Problem to solve: Reproduce the passage below on the man -f and whatis commands word for word, in full.

Source document:
--
When you enter the man command, Unix displays the entire manual page. Sometimes, however, you only want a quick description. In such cases, you have an alternative. As I explained above, the Name section of a man page contains a one-line description. If all you want to see is this single line, type man -f, followed by the names of one or more commands. For example: man -f time date In this form of the man command, the -f is called an option. (We will discuss options in Chapter 10.) The letter f stands for the word "files". Each man page is stored in a separate file; when you use the -f option, you are telling man which files to look at. As a convenience, you can use the command whatis as a synonym for man -f. For example, if you want to display the time, but you are not sure whether to use time or date, enter either of these commands:
whatis time date
You will see something like this:
date (1) - print or set the system date and time
You can ignore the last two lines as they do not refer to Section 1 of the manual. Looking at the first two lines, you see that the command you want is date. The time command actually measures how long it takes for a program or command to execute. As you know, when you enter the man command, you can specify a particular section number (such as man 1 date). With man -f or whatis, you cannot be so specific. Unix will always search the entire manual. Thus, a good way to find out what your manual contains is to enter: whatis intro You will see quick summaries of each of the intro pages. (Try it.) Note: For the whatis command to work properly, the man pages must be preprocessed in a certain way. This involves collecting all the one-line descriptions and storing them in certain files. It is these files that whatis searches, not the actual manual (that would be far too slow). If the preprocessing has not been carried out, whatis will not return useful information. If this is the case on your system, talk to your system administrator.
--
Dataset extract:

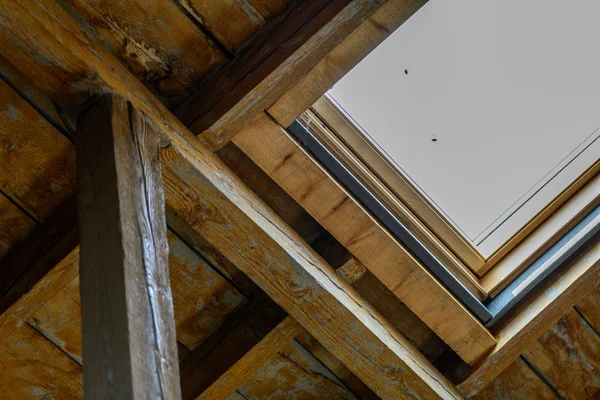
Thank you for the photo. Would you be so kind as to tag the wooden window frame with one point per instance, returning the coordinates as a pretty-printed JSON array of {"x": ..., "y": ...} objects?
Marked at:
[{"x": 482, "y": 275}]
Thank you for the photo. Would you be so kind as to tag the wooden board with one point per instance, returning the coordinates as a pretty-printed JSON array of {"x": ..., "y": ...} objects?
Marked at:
[
  {"x": 545, "y": 305},
  {"x": 34, "y": 368},
  {"x": 282, "y": 158},
  {"x": 15, "y": 225},
  {"x": 589, "y": 307},
  {"x": 234, "y": 22},
  {"x": 37, "y": 171},
  {"x": 155, "y": 39},
  {"x": 517, "y": 382},
  {"x": 374, "y": 30},
  {"x": 219, "y": 111},
  {"x": 128, "y": 327},
  {"x": 567, "y": 356},
  {"x": 294, "y": 373}
]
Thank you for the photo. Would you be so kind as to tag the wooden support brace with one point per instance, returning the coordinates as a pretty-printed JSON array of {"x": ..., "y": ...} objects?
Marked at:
[
  {"x": 129, "y": 342},
  {"x": 259, "y": 355},
  {"x": 282, "y": 158}
]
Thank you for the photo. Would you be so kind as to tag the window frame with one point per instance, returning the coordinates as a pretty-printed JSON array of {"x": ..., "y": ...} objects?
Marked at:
[{"x": 347, "y": 142}]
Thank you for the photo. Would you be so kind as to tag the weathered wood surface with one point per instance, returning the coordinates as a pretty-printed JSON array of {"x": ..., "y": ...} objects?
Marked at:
[
  {"x": 555, "y": 296},
  {"x": 269, "y": 146},
  {"x": 30, "y": 260},
  {"x": 568, "y": 356},
  {"x": 274, "y": 341},
  {"x": 15, "y": 226},
  {"x": 219, "y": 111},
  {"x": 517, "y": 382},
  {"x": 293, "y": 373},
  {"x": 341, "y": 59},
  {"x": 234, "y": 22},
  {"x": 36, "y": 170},
  {"x": 589, "y": 307},
  {"x": 247, "y": 366},
  {"x": 129, "y": 339}
]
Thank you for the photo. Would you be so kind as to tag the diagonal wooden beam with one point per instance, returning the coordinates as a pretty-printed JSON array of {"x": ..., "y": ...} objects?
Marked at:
[
  {"x": 271, "y": 344},
  {"x": 129, "y": 340},
  {"x": 258, "y": 77},
  {"x": 282, "y": 158},
  {"x": 220, "y": 207}
]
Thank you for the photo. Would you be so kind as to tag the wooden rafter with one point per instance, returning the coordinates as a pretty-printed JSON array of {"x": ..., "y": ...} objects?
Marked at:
[
  {"x": 237, "y": 223},
  {"x": 129, "y": 340}
]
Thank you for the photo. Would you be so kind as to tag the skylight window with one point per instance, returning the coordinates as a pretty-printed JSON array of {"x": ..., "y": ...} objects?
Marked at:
[{"x": 489, "y": 109}]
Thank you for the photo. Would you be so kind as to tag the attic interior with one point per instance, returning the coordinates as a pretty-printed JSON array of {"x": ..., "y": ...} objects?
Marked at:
[{"x": 188, "y": 214}]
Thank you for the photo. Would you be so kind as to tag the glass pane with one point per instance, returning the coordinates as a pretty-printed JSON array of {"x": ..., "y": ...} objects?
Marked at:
[{"x": 482, "y": 103}]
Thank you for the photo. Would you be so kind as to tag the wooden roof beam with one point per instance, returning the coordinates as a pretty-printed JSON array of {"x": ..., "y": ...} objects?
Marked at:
[
  {"x": 256, "y": 78},
  {"x": 282, "y": 158},
  {"x": 534, "y": 315}
]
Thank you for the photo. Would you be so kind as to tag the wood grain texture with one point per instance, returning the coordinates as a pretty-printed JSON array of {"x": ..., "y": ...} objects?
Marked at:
[
  {"x": 234, "y": 22},
  {"x": 239, "y": 225},
  {"x": 567, "y": 356},
  {"x": 129, "y": 339},
  {"x": 552, "y": 299},
  {"x": 34, "y": 368},
  {"x": 542, "y": 238},
  {"x": 36, "y": 170},
  {"x": 45, "y": 289},
  {"x": 247, "y": 366},
  {"x": 274, "y": 341},
  {"x": 295, "y": 171},
  {"x": 156, "y": 41},
  {"x": 351, "y": 381},
  {"x": 30, "y": 260},
  {"x": 589, "y": 307},
  {"x": 220, "y": 111},
  {"x": 293, "y": 373},
  {"x": 517, "y": 382},
  {"x": 15, "y": 226},
  {"x": 373, "y": 31}
]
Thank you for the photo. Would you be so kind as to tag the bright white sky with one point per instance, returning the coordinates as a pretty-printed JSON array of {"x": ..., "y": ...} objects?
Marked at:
[{"x": 508, "y": 88}]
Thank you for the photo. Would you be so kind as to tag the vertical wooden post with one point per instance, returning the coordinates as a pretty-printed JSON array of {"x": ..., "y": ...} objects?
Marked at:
[{"x": 129, "y": 342}]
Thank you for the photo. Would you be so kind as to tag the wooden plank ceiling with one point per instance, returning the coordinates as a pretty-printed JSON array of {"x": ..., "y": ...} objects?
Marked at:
[{"x": 209, "y": 62}]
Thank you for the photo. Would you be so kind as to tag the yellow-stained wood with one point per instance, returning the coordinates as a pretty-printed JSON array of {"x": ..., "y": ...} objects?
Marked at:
[
  {"x": 247, "y": 366},
  {"x": 128, "y": 328},
  {"x": 36, "y": 169},
  {"x": 202, "y": 298},
  {"x": 234, "y": 22},
  {"x": 44, "y": 290},
  {"x": 517, "y": 382},
  {"x": 367, "y": 36},
  {"x": 589, "y": 307},
  {"x": 540, "y": 240},
  {"x": 238, "y": 224},
  {"x": 15, "y": 225},
  {"x": 293, "y": 373},
  {"x": 537, "y": 313},
  {"x": 567, "y": 356},
  {"x": 274, "y": 341},
  {"x": 379, "y": 188},
  {"x": 33, "y": 368},
  {"x": 338, "y": 368},
  {"x": 269, "y": 146},
  {"x": 219, "y": 111}
]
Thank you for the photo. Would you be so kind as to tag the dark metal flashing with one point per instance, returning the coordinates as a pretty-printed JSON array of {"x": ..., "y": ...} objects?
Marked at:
[
  {"x": 495, "y": 309},
  {"x": 544, "y": 266}
]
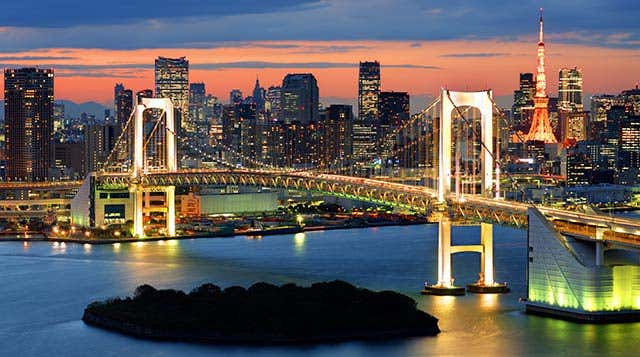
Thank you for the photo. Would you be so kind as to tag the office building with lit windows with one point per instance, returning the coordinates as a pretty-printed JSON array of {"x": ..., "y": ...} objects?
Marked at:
[
  {"x": 570, "y": 90},
  {"x": 172, "y": 81},
  {"x": 300, "y": 98},
  {"x": 365, "y": 127},
  {"x": 28, "y": 108}
]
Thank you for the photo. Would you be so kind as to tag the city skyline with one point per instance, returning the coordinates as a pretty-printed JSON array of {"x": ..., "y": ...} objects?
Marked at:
[{"x": 419, "y": 64}]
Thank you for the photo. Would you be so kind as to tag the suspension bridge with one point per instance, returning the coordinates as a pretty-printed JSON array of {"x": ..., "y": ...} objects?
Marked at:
[{"x": 450, "y": 151}]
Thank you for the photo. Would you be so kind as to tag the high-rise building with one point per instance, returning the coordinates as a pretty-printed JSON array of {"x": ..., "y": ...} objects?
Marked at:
[
  {"x": 523, "y": 101},
  {"x": 573, "y": 125},
  {"x": 629, "y": 150},
  {"x": 59, "y": 123},
  {"x": 541, "y": 129},
  {"x": 570, "y": 90},
  {"x": 300, "y": 98},
  {"x": 172, "y": 81},
  {"x": 393, "y": 111},
  {"x": 145, "y": 93},
  {"x": 259, "y": 96},
  {"x": 69, "y": 159},
  {"x": 365, "y": 127},
  {"x": 123, "y": 104},
  {"x": 368, "y": 90},
  {"x": 231, "y": 128},
  {"x": 197, "y": 112},
  {"x": 273, "y": 103},
  {"x": 335, "y": 136},
  {"x": 28, "y": 108},
  {"x": 235, "y": 96},
  {"x": 99, "y": 141}
]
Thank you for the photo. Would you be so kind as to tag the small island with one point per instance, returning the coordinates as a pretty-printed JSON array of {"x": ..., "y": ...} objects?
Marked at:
[{"x": 263, "y": 314}]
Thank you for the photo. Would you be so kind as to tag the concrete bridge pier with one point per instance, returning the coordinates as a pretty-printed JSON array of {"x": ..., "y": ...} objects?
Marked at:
[
  {"x": 445, "y": 284},
  {"x": 138, "y": 216}
]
--
Expected answer:
When you enter the man command, Unix displays the entire manual page. Sometimes, however, you only want a quick description. In such cases, you have an alternative. As I explained above, the Name section of a man page contains a one-line description. If all you want to see is this single line, type man -f, followed by the names of one or more commands. For example: man -f time date In this form of the man command, the -f is called an option. (We will discuss options in Chapter 10.) The letter f stands for the word "files". Each man page is stored in a separate file; when you use the -f option, you are telling man which files to look at. As a convenience, you can use the command whatis as a synonym for man -f. For example, if you want to display the time, but you are not sure whether to use time or date, enter either of these commands:
whatis time date
You will see something like this:
date (1) - print or set the system date and time
You can ignore the last two lines as they do not refer to Section 1 of the manual. Looking at the first two lines, you see that the command you want is date. The time command actually measures how long it takes for a program or command to execute. As you know, when you enter the man command, you can specify a particular section number (such as man 1 date). With man -f or whatis, you cannot be so specific. Unix will always search the entire manual. Thus, a good way to find out what your manual contains is to enter: whatis intro You will see quick summaries of each of the intro pages. (Try it.) Note: For the whatis command to work properly, the man pages must be preprocessed in a certain way. This involves collecting all the one-line descriptions and storing them in certain files. It is these files that whatis searches, not the actual manual (that would be far too slow). If the preprocessing has not been carried out, whatis will not return useful information. If this is the case on your system, talk to your system administrator.